[Stored data]
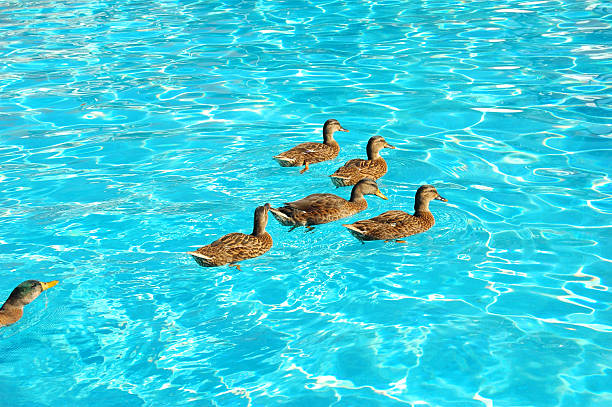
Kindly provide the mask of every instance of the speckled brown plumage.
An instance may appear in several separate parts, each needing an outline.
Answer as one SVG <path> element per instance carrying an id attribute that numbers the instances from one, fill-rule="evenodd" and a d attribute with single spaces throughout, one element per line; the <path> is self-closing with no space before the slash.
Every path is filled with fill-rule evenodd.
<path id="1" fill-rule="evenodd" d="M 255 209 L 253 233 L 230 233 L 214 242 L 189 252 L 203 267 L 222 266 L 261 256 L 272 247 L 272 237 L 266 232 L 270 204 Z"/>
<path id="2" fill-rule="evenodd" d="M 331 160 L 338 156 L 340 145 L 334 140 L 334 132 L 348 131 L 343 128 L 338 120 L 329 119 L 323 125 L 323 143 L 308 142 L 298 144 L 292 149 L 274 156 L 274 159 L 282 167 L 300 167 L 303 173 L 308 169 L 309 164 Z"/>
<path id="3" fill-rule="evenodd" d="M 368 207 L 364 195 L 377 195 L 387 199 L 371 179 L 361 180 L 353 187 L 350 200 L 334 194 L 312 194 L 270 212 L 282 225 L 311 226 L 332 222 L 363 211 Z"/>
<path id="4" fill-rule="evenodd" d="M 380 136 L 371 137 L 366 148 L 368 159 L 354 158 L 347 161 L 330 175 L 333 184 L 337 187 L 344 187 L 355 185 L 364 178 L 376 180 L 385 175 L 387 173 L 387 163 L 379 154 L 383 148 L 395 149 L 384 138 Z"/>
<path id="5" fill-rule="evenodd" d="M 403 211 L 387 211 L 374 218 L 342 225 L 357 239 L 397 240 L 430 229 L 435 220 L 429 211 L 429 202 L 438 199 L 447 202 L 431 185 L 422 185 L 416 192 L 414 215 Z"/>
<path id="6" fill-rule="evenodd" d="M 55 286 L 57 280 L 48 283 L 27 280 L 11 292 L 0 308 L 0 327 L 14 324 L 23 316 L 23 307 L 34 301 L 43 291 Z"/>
---
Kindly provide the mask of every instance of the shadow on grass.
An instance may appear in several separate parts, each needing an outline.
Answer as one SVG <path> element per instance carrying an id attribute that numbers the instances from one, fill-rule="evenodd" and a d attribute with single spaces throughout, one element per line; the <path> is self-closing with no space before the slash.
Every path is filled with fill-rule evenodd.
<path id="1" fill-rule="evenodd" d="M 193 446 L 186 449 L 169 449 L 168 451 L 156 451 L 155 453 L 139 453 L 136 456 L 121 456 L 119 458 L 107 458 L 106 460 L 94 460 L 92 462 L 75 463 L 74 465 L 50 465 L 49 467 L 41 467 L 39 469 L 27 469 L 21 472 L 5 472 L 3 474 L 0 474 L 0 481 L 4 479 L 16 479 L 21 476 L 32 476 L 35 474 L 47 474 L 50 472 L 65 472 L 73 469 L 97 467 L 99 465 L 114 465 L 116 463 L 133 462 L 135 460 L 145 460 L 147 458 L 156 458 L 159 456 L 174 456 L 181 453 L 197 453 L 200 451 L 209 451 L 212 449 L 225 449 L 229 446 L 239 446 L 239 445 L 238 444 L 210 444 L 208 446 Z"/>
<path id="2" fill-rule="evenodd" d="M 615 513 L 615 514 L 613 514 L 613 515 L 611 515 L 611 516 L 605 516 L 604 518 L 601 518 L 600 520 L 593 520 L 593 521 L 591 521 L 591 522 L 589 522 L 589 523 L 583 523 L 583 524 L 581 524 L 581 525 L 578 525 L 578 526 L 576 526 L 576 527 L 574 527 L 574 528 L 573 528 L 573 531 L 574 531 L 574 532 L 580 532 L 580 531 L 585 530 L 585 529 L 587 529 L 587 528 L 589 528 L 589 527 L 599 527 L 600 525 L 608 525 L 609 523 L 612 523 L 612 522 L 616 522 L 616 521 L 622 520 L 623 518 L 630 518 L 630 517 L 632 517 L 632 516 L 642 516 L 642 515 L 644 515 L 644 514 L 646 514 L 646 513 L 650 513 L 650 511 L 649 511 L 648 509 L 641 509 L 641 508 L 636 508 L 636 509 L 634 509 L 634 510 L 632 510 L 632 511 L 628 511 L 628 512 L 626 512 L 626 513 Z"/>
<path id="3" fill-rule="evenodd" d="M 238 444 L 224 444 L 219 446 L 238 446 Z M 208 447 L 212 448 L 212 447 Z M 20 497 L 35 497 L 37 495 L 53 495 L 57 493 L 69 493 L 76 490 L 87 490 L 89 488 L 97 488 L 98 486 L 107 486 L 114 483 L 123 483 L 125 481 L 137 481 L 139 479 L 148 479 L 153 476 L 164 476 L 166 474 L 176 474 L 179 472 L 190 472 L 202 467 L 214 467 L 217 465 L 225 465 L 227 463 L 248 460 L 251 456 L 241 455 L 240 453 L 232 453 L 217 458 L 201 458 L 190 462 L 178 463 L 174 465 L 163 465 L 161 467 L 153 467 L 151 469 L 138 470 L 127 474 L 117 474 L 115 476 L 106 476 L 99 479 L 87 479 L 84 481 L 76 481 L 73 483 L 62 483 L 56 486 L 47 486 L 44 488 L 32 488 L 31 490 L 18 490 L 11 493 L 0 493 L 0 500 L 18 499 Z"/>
==
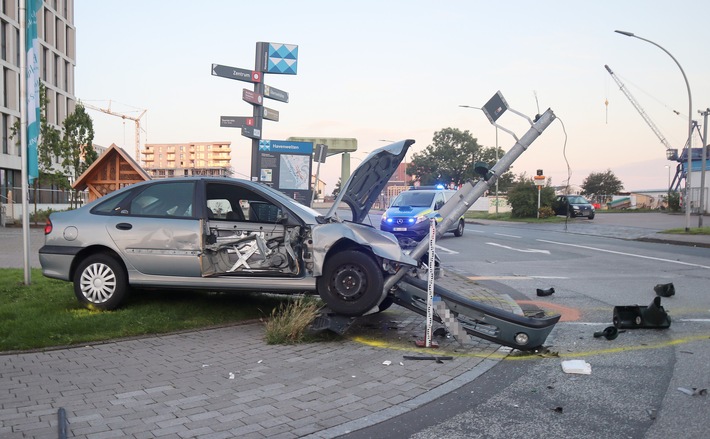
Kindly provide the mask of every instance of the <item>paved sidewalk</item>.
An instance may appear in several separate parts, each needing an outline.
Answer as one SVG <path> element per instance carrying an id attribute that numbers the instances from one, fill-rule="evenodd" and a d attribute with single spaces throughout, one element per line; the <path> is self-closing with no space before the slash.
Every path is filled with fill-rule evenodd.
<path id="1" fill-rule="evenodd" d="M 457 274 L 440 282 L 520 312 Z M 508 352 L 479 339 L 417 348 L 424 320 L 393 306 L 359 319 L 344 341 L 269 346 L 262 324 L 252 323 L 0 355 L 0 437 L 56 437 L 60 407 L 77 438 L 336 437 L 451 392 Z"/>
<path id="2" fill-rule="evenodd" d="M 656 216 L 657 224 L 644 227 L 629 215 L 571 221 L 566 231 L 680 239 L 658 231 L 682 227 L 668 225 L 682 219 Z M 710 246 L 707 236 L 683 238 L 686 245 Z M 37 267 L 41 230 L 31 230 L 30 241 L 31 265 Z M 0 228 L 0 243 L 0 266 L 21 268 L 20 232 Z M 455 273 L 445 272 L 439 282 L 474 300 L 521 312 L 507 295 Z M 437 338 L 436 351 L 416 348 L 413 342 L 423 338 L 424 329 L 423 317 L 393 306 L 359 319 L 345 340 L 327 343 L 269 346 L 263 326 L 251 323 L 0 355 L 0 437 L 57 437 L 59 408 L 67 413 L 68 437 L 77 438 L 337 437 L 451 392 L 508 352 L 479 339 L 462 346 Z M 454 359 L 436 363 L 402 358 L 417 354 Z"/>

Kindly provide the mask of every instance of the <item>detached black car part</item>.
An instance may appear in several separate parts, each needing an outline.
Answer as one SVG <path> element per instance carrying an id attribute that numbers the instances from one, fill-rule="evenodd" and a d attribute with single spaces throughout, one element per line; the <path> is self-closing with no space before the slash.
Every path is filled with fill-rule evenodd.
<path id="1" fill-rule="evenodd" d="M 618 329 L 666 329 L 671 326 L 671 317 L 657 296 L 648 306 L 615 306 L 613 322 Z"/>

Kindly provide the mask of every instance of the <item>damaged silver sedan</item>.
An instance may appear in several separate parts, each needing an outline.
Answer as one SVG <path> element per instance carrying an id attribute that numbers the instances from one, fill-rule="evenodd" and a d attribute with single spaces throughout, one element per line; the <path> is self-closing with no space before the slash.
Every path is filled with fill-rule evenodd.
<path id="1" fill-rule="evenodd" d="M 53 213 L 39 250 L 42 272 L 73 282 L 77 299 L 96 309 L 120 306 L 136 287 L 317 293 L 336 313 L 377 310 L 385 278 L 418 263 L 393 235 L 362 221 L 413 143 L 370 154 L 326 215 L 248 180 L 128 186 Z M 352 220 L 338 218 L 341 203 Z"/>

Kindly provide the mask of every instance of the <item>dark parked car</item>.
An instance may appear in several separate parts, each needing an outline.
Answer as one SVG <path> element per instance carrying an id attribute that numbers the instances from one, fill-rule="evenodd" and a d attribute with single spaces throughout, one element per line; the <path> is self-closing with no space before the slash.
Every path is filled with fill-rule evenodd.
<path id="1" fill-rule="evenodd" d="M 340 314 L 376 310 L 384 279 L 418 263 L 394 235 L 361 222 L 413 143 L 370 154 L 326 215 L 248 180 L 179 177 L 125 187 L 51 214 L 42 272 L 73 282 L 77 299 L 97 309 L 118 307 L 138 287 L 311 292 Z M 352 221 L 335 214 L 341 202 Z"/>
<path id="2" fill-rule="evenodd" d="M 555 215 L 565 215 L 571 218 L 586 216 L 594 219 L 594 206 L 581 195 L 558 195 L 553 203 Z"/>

▶ Description of the task
Tell me how many lines of the records include the word "Kindly", and say nothing else.

▶ Written reply
6